Segment Start: SOURCE DATA

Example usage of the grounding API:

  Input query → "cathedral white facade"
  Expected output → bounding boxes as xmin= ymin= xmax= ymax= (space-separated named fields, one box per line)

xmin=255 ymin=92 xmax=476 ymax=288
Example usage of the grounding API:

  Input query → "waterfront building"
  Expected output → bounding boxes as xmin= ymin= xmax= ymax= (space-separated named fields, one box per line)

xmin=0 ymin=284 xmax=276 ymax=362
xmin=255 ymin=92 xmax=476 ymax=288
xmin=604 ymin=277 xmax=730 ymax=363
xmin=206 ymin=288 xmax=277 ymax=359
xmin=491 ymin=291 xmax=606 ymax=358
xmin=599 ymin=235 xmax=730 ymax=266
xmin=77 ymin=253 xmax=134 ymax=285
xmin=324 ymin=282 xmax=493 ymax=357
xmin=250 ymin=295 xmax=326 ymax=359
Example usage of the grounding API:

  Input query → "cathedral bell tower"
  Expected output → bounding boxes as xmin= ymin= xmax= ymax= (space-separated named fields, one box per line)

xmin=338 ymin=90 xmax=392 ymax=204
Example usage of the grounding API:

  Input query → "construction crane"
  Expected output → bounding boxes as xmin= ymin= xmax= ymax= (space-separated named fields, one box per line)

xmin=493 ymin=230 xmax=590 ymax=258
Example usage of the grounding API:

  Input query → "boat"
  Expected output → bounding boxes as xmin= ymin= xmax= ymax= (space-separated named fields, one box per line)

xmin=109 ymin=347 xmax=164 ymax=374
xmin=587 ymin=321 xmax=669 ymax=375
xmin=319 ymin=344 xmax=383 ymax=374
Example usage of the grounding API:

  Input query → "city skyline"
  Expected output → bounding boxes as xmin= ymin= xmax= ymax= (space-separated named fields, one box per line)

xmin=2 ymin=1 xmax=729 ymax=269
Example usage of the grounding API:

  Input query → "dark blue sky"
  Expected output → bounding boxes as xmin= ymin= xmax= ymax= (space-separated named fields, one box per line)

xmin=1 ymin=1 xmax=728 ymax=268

Segment End: SOURCE DATA

EXERCISE DETAILS:
Write out every line of the data exactly, leaving nothing out.

REPLY:
Example usage of the grounding API:

  Input query → "cathedral white facade"
  Expected output → bounding boxes as xmin= ymin= xmax= ymax= (space-separated named fields, one box per line)

xmin=255 ymin=92 xmax=476 ymax=288
Example usage of the grounding API:

  Input query → "waterfront building"
  Expected output → bounding boxes as xmin= ymin= xmax= ymax= (space-separated named fields, one box per line)

xmin=0 ymin=284 xmax=276 ymax=362
xmin=255 ymin=92 xmax=476 ymax=288
xmin=604 ymin=277 xmax=730 ymax=363
xmin=206 ymin=288 xmax=277 ymax=359
xmin=491 ymin=291 xmax=606 ymax=358
xmin=599 ymin=235 xmax=730 ymax=266
xmin=77 ymin=253 xmax=134 ymax=285
xmin=324 ymin=282 xmax=493 ymax=357
xmin=250 ymin=295 xmax=326 ymax=359
Example usage of the grounding API:

  Input query → "cathedral bell tower"
  Expected output → bounding boxes as xmin= ymin= xmax= ymax= (space-separated named fields, one box per line)

xmin=338 ymin=90 xmax=392 ymax=204
Example usage of the grounding API:

  Input query → "construction crane"
  Expected output → bounding boxes as xmin= ymin= xmax= ymax= (space-separated named fields, one box per line)

xmin=493 ymin=230 xmax=590 ymax=258
Example usage of the grounding API:

  Input query → "boat"
  Expected output → bounding boxes as xmin= ymin= xmax= ymax= (space-separated named fields, one box per line)

xmin=109 ymin=347 xmax=164 ymax=374
xmin=587 ymin=321 xmax=669 ymax=375
xmin=319 ymin=344 xmax=383 ymax=374
Example usage of the grounding API:

  Input query → "city skyline"
  Expected output → bounding boxes as xmin= ymin= xmax= ymax= (space-separated named fields, one box per line)

xmin=2 ymin=1 xmax=729 ymax=269
Example usage of the grounding API:

  Input query → "dark blue sky"
  Expected output → bounding boxes as xmin= ymin= xmax= ymax= (space-separated named fields, one box per line)

xmin=1 ymin=1 xmax=728 ymax=268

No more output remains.